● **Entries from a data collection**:
------------------------------
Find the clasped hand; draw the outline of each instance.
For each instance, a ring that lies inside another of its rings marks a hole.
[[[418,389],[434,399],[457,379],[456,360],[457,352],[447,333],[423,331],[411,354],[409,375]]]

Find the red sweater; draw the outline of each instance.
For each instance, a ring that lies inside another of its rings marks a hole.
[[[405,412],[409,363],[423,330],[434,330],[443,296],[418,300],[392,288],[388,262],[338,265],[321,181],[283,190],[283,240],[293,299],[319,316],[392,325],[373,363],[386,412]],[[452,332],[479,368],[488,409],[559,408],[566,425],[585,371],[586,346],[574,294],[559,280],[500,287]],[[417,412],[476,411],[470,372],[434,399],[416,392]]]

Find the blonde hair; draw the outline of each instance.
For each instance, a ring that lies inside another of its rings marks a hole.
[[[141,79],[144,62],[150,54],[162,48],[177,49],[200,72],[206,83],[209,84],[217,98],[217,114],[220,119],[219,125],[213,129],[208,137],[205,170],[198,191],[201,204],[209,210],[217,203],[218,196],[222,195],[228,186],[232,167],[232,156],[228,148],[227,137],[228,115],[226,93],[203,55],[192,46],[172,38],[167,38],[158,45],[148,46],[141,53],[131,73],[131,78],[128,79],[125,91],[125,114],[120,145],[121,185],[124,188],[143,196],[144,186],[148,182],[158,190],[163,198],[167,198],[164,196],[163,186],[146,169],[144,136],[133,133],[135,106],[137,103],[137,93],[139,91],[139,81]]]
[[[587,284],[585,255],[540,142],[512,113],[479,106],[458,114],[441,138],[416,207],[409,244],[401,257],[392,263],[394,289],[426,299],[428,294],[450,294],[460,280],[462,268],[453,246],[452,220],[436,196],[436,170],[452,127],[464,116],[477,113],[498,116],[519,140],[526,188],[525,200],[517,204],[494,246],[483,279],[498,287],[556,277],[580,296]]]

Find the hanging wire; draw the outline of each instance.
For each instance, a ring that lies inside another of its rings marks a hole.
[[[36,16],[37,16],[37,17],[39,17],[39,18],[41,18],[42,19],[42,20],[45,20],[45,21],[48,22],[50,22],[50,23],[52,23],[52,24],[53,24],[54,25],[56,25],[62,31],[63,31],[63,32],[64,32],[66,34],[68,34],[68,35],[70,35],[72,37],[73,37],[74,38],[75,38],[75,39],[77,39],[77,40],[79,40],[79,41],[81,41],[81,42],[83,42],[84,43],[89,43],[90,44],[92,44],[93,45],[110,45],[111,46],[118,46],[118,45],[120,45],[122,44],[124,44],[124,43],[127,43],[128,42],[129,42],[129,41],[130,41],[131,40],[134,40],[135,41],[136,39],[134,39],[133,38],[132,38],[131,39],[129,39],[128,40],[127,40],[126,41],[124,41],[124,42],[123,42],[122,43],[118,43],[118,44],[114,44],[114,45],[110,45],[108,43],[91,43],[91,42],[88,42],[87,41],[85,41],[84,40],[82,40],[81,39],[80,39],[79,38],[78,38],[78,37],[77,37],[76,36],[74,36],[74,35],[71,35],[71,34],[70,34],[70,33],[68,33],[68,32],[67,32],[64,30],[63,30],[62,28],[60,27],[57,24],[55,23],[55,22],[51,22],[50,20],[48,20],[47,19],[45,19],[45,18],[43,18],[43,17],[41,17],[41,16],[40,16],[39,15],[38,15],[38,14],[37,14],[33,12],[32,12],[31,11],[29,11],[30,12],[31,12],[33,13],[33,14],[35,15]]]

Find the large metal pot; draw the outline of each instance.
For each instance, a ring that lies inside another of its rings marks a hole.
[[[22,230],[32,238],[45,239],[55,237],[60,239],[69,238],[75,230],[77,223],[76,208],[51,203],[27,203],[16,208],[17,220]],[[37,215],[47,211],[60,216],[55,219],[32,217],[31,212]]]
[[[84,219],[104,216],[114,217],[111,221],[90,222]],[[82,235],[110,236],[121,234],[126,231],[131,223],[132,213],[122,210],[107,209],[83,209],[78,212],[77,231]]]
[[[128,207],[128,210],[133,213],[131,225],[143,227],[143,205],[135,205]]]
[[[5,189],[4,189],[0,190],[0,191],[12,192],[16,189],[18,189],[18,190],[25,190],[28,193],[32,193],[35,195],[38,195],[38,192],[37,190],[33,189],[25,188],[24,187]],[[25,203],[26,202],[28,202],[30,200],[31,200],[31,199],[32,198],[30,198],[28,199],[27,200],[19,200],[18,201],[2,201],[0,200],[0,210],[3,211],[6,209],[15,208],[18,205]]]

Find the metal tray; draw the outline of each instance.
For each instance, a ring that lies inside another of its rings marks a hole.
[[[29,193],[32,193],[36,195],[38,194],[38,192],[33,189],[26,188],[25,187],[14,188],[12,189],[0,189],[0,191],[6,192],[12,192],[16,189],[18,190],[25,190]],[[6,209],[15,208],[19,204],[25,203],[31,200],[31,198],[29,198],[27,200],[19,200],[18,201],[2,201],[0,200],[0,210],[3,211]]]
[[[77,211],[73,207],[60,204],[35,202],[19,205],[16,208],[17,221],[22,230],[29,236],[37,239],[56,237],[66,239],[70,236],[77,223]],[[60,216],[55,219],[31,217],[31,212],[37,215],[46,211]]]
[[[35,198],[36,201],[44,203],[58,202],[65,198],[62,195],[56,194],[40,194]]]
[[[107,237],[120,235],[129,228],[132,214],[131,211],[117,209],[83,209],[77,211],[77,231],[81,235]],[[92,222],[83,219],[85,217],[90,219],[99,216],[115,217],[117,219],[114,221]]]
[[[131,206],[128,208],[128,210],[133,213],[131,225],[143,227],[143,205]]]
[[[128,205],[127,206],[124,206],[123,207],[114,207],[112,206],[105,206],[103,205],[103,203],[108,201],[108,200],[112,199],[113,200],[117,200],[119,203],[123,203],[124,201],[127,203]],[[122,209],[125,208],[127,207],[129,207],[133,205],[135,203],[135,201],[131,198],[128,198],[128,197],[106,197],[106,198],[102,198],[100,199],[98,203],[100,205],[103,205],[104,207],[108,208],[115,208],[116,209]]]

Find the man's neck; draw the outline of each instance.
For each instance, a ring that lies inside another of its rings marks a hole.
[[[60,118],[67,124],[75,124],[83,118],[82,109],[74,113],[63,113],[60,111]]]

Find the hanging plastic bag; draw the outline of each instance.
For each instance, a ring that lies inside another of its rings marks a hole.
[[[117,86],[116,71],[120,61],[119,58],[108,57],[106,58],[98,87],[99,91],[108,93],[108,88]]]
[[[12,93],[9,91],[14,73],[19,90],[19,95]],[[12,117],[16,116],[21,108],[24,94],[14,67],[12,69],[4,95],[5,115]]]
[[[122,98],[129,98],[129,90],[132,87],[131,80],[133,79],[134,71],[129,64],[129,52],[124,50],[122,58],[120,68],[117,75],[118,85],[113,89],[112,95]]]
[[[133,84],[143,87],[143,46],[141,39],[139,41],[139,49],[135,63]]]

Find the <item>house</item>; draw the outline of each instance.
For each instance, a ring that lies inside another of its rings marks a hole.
------------------------------
● **What is needed**: Put every line of the entries above into a Markdown table with two columns, Row and Entry line. Number the rows and skip the blank lines.

● **Correct response**:
| Row | Entry line |
|---|---|
| 1 | Find the clasped hand; draw the outline of each instance. |
| 2 | For each instance, a ring that lies inside another of its rings marks a hole. |
| 3 | [[[418,389],[434,399],[457,379],[456,360],[457,352],[447,333],[423,331],[411,354],[409,375]]] |
| 4 | Find the red sweater; draw the outline of each instance. |
| 5 | For each instance, a ring that lies inside another of its rings marks a hole. |
| 6 | [[[405,412],[409,363],[423,330],[434,330],[443,296],[418,300],[392,288],[388,262],[338,265],[321,181],[283,190],[283,240],[293,299],[319,316],[392,325],[373,363],[386,412]],[[452,332],[479,368],[488,409],[559,408],[566,425],[585,371],[586,346],[574,294],[559,280],[500,287]],[[417,412],[476,411],[470,372],[434,399],[416,392]]] |
| 7 | Find the blonde hair; draw the outline of each instance. |
| 8 | For each instance, a ring that lies inside another of its rings marks a hole. |
| 9 | [[[141,79],[144,62],[150,54],[162,48],[177,49],[200,72],[206,83],[209,84],[217,98],[217,114],[220,119],[219,125],[213,129],[208,137],[205,170],[198,191],[201,204],[209,210],[217,203],[218,196],[222,195],[228,186],[232,167],[232,156],[228,148],[227,137],[228,115],[226,93],[203,55],[192,46],[172,38],[167,38],[158,45],[148,46],[141,53],[131,73],[131,78],[128,79],[125,91],[125,114],[120,145],[121,185],[124,188],[143,196],[144,186],[148,182],[158,190],[163,198],[167,198],[164,196],[163,186],[146,169],[144,136],[133,133],[135,106],[137,103],[137,93],[139,91],[139,81]]] |
| 10 | [[[587,284],[585,255],[540,142],[512,113],[479,106],[458,114],[441,138],[416,207],[409,244],[401,257],[392,263],[394,289],[426,299],[428,294],[450,294],[460,280],[462,268],[453,246],[452,220],[436,196],[436,170],[452,127],[464,116],[477,113],[498,116],[519,140],[526,188],[525,200],[517,204],[494,246],[483,279],[498,287],[556,277],[580,296]]] |
| 11 | Find the hanging wire; draw the outline of each instance. |
| 12 | For each instance, a ring that lies inside another of its rings marks a hole. |
| 13 | [[[36,16],[37,16],[37,17],[39,17],[39,18],[41,18],[42,19],[42,20],[45,20],[45,21],[48,22],[50,22],[50,23],[52,23],[52,24],[53,24],[54,25],[56,25],[62,31],[63,31],[63,32],[64,32],[66,34],[68,34],[68,35],[70,35],[72,37],[73,37],[74,38],[75,38],[75,39],[77,39],[77,40],[79,40],[79,41],[81,41],[81,42],[83,42],[84,43],[89,43],[90,44],[92,44],[93,45],[110,45],[111,46],[118,46],[118,45],[120,45],[122,44],[124,44],[124,43],[127,43],[128,42],[129,42],[129,41],[130,41],[131,40],[134,40],[135,41],[136,39],[134,39],[133,38],[132,38],[131,39],[129,39],[128,40],[127,40],[126,41],[124,41],[124,42],[123,42],[122,43],[118,43],[118,44],[114,44],[114,45],[110,45],[108,43],[91,43],[91,42],[88,42],[87,41],[85,41],[84,40],[82,40],[81,39],[80,39],[79,38],[78,38],[78,37],[77,37],[76,36],[74,36],[74,35],[71,35],[71,34],[70,34],[70,33],[68,33],[68,32],[67,32],[64,30],[63,30],[62,28],[60,27],[57,24],[55,23],[55,22],[51,22],[50,20],[48,20],[47,19],[45,19],[45,18],[43,18],[43,17],[41,17],[41,16],[40,16],[39,15],[38,15],[38,14],[37,14],[33,12],[32,12],[31,11],[29,11],[30,12],[31,12],[33,13],[33,14],[35,15]]] |
| 14 | Find the large metal pot; draw the outline of each instance. |
| 15 | For each instance, a ring that lies inside another of its rings marks a hole. |
| 16 | [[[22,230],[32,238],[45,239],[55,237],[60,239],[69,238],[75,230],[77,223],[76,208],[51,203],[27,203],[16,208],[17,220]],[[37,215],[47,211],[60,216],[55,219],[32,217],[31,212]]] |
| 17 | [[[84,219],[104,216],[114,217],[111,221],[90,222]],[[82,235],[110,236],[121,234],[126,231],[131,223],[132,213],[122,210],[107,209],[83,209],[78,212],[77,231]]] |
| 18 | [[[128,207],[128,210],[133,213],[131,225],[143,227],[143,205],[135,205]]] |
| 19 | [[[5,189],[4,189],[0,190],[0,191],[12,192],[16,189],[18,189],[18,190],[25,190],[28,193],[32,193],[35,195],[38,195],[38,192],[37,190],[33,189],[25,188],[24,187]],[[25,203],[26,202],[28,202],[30,200],[31,200],[31,199],[32,198],[30,198],[28,199],[27,200],[19,200],[18,201],[2,201],[0,200],[0,210],[3,211],[6,209],[15,208],[18,205]]] |
| 20 | Find the metal tray; draw the outline of each instance. |
| 21 | For each instance, a ring that lies inside another of its rings marks a hole. |
| 22 | [[[29,193],[32,193],[36,195],[38,194],[38,192],[33,189],[26,188],[25,187],[14,188],[12,189],[0,189],[0,191],[6,192],[12,192],[16,189],[18,190],[25,190]],[[6,209],[15,208],[19,204],[25,203],[31,200],[31,198],[29,198],[27,200],[19,200],[18,201],[2,201],[0,200],[0,210],[3,211]]] |
| 23 | [[[77,211],[73,207],[60,204],[35,202],[19,205],[16,208],[17,221],[22,230],[29,236],[37,239],[56,237],[66,239],[70,236],[77,223]],[[60,216],[55,219],[31,217],[31,212],[37,215],[46,211]]] |
| 24 | [[[35,198],[36,201],[44,203],[58,202],[65,198],[62,195],[56,194],[40,194]]] |
| 25 | [[[107,237],[120,235],[129,228],[132,214],[131,211],[117,209],[83,209],[77,211],[77,231],[81,235]],[[92,222],[83,219],[85,217],[90,219],[99,216],[115,217],[117,219],[114,221]]] |
| 26 | [[[131,206],[128,208],[128,210],[133,213],[131,225],[143,227],[143,205]]] |
| 27 | [[[128,205],[127,206],[124,206],[123,207],[114,207],[112,206],[105,206],[103,205],[103,203],[108,201],[108,200],[112,199],[113,200],[117,200],[119,203],[123,203],[124,201],[127,203]],[[122,209],[125,208],[127,207],[129,207],[133,205],[135,203],[135,201],[131,198],[128,198],[128,197],[106,197],[106,198],[102,198],[100,199],[98,203],[100,205],[103,205],[104,207],[108,208],[115,208],[116,209]]] |
| 28 | Find the man's neck; draw the outline of each instance. |
| 29 | For each instance, a ring that lies inside another of its rings marks a hole. |
| 30 | [[[60,118],[67,124],[75,124],[83,118],[82,109],[74,113],[63,113],[60,111]]] |
| 31 | Find the hanging plastic bag; draw the outline of each instance. |
| 32 | For each instance, a ring that lies inside another of its rings marks a hole. |
| 33 | [[[117,86],[116,71],[120,61],[119,58],[108,57],[106,58],[98,87],[99,91],[108,93],[108,88]]] |
| 34 | [[[12,93],[9,91],[14,73],[19,90],[19,95]],[[12,117],[16,116],[21,108],[24,94],[14,67],[12,69],[4,95],[5,115]]] |
| 35 | [[[122,98],[129,98],[129,90],[132,87],[131,80],[133,79],[134,71],[129,64],[129,52],[124,50],[122,58],[120,68],[117,75],[118,85],[113,89],[112,95]]] |
| 36 | [[[133,84],[143,87],[143,46],[141,39],[139,41],[139,49],[135,63]]] |
| 37 | Find the <item>house</item>; draw the outline of each instance. |
| 38 | For each instance, a ring that lies inside another of its rings marks a hole. |